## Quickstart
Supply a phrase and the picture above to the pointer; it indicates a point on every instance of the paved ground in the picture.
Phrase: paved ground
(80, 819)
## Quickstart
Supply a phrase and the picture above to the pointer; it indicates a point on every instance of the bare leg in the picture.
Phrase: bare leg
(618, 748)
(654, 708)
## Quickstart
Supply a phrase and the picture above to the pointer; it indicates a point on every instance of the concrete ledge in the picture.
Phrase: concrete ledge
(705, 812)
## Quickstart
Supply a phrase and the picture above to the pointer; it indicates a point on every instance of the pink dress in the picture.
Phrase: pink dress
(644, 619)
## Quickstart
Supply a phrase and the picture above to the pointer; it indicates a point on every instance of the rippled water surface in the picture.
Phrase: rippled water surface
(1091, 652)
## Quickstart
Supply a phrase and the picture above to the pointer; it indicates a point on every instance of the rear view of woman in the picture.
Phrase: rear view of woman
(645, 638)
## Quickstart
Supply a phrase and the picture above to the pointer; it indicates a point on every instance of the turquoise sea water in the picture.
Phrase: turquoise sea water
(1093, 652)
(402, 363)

════════════════

### Challenge:
Take the data above and return it exactly.

### Final answer:
## Quickstart
Supply a phrase and the picture above to the pointer; it indicates a point on every instance of the paved ground in the picture.
Phrase: paved ground
(80, 819)
## Quickstart
Supply a phrase and the picture above to the pointer; it indicates a point on every instance of the bare leg in the picture.
Phrase: bare leg
(618, 748)
(654, 708)
## Quickstart
Supply a phrase and the picture above to the pointer; it indicates a point on every instance of the concrete ledge in the picture.
Phrase: concrete ledge
(705, 812)
## Quickstart
Supply a phrase and the picture above to the pointer; it indicates a point on every instance of the pink dress in the picture.
Phrase: pink dress
(644, 619)
## Quickstart
Supply a phrase and the picture above to the pointer; it indicates a point on every instance of the rippled water surface in the picture.
Phrase: rippled water surface
(1091, 652)
## Quickstart
Supply a phrase and the picture above to the pointer; it indicates a point on every instance of the rear view of woman in the picture.
Phrase: rear view of woman
(645, 638)
## Quickstart
Supply a phrase and the picture above to the pointer; it indicates a point on every instance of the turquoise sea water in the picture.
Phrase: turquoise sea water
(1093, 652)
(402, 363)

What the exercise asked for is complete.